» Set problem:
Write the rows below as a numbered list, from the line with "Task: Where can the hippo head" to the line with "x=80, y=296", and leave out any blank lines.
________________
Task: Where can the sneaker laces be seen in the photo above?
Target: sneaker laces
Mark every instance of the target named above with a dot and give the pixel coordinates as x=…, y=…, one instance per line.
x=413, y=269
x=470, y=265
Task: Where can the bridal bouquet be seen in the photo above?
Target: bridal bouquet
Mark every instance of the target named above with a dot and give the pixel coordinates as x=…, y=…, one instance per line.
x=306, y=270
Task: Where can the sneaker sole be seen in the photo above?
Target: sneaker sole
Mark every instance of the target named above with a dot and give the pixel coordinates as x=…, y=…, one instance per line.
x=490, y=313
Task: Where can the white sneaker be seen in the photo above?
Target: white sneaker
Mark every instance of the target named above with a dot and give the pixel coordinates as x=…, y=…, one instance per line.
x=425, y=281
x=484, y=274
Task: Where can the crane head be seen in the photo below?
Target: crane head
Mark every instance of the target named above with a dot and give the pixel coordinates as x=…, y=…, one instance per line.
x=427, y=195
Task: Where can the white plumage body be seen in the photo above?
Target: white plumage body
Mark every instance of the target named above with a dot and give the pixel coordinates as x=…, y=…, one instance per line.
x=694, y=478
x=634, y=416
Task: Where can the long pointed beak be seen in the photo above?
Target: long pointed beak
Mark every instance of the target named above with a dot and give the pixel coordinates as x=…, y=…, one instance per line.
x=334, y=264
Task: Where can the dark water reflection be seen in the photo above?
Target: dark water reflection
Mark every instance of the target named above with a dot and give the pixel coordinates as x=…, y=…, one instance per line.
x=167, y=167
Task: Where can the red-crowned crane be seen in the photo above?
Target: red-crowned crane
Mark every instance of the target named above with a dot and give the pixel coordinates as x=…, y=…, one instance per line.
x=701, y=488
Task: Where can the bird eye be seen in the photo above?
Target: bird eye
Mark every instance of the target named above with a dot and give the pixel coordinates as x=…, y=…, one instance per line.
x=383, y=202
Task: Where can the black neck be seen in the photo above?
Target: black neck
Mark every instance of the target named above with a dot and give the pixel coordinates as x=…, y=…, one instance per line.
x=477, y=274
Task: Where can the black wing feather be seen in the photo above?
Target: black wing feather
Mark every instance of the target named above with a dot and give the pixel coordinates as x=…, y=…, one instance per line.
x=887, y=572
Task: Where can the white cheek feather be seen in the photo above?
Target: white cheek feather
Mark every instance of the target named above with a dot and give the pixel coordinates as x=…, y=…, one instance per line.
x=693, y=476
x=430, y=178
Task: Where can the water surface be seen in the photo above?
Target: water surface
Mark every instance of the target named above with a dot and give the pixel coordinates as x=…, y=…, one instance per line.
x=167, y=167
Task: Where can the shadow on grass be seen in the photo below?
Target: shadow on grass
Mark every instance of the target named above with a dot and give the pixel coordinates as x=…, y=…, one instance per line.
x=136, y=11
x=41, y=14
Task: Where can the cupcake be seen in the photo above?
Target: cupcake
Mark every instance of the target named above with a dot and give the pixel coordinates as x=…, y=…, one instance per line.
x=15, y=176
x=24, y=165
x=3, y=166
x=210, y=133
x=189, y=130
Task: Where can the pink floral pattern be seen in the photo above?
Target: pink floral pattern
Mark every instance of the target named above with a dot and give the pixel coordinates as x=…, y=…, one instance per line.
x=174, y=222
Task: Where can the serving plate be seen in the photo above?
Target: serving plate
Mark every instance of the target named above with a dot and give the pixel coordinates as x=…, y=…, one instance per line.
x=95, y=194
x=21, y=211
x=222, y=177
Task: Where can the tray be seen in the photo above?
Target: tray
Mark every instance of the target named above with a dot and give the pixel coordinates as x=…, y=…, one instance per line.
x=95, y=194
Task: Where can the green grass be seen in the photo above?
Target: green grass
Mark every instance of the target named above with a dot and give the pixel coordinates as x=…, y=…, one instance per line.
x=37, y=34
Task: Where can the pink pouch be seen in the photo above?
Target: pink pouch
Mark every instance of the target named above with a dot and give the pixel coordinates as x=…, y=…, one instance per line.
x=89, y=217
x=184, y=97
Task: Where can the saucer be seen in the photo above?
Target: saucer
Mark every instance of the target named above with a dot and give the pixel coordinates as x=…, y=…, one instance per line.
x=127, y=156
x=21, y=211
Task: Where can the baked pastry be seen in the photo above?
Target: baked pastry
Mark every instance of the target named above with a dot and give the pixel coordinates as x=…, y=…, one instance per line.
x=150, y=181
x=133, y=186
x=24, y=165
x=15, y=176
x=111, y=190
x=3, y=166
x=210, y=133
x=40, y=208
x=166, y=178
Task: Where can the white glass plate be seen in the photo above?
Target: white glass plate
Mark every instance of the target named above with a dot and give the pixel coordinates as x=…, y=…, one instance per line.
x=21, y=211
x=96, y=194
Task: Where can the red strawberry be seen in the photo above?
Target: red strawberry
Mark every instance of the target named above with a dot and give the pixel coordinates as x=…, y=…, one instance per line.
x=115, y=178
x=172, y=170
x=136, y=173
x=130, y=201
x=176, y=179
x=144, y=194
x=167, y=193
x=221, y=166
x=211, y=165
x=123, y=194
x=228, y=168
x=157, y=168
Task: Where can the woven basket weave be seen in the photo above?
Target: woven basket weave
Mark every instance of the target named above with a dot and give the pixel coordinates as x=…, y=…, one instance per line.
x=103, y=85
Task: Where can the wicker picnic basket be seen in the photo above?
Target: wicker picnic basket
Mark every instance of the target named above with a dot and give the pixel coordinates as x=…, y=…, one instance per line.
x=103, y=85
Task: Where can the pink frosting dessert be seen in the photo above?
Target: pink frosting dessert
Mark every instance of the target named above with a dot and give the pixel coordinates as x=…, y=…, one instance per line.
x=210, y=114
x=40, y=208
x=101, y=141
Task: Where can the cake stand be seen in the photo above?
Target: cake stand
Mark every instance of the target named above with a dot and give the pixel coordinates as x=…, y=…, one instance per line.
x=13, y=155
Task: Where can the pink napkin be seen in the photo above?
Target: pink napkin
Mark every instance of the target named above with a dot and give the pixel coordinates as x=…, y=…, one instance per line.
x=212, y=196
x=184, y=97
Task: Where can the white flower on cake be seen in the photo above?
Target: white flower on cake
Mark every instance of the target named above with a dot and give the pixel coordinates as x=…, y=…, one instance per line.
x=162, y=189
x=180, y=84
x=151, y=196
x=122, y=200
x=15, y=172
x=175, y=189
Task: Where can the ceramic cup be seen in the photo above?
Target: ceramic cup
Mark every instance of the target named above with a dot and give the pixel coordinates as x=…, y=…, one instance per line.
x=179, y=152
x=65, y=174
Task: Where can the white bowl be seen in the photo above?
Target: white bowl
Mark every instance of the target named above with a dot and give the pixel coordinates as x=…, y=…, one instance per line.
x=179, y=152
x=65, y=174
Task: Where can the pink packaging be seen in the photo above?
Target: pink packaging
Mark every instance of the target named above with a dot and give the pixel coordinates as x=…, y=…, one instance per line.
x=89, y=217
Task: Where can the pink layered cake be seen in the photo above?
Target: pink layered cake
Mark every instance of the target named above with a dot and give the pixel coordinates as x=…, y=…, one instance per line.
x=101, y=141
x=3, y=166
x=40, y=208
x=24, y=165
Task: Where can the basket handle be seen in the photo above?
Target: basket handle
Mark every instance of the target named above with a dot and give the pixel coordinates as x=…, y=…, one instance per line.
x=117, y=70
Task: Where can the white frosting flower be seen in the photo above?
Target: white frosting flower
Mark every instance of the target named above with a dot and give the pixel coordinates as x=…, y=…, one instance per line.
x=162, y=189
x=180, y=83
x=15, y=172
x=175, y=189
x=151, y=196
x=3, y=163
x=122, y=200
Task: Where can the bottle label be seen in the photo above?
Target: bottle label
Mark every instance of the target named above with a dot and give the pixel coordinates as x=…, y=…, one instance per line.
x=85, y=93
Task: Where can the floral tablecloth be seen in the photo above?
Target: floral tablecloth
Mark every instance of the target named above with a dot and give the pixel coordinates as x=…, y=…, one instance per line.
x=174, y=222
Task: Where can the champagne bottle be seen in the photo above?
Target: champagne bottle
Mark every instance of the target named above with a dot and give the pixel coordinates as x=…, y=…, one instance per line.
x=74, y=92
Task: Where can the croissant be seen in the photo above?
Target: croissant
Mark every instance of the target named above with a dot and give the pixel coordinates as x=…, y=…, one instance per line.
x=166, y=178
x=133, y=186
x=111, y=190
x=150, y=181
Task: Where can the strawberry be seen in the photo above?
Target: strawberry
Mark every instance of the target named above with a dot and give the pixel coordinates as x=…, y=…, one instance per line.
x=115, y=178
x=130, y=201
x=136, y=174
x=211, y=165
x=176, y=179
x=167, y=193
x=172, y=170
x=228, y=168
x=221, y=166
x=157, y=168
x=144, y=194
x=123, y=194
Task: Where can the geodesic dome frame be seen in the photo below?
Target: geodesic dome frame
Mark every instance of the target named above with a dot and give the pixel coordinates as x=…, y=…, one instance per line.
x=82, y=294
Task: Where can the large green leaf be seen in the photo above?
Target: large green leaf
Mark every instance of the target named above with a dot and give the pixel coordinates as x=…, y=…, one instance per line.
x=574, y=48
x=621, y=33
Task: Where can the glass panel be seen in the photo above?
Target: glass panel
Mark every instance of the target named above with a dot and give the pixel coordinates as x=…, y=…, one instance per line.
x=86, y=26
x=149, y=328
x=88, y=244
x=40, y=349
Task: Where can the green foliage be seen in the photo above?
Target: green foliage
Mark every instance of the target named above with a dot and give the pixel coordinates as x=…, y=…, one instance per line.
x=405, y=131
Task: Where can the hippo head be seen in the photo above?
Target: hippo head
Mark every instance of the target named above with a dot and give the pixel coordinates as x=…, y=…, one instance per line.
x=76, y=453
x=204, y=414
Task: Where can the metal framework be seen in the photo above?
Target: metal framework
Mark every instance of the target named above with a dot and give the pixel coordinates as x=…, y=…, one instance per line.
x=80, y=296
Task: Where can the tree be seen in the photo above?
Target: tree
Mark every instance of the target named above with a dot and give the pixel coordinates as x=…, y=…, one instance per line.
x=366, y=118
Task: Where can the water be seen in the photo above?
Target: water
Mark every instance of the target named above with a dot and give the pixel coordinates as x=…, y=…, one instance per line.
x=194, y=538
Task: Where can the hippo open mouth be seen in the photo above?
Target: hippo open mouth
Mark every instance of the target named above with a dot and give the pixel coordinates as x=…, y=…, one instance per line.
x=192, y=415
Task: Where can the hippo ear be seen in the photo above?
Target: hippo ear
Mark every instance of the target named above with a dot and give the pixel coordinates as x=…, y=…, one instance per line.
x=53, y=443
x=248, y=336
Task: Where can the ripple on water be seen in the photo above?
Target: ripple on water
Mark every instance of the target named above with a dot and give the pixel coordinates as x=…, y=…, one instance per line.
________________
» Response for this exercise:
1. Task: Where can the hippo head be seen in the photo above?
2. Target: hippo head
3. Mark every instance of the target named above with a dot and give the pixel coordinates as x=…, y=…, one instance per line.
4. x=76, y=453
5. x=204, y=414
6. Task: Where can the metal framework be seen in the photo above?
7. Target: metal framework
8. Mark every instance of the target named above with a dot and give the pixel coordinates as x=…, y=…, one instance per line.
9. x=80, y=296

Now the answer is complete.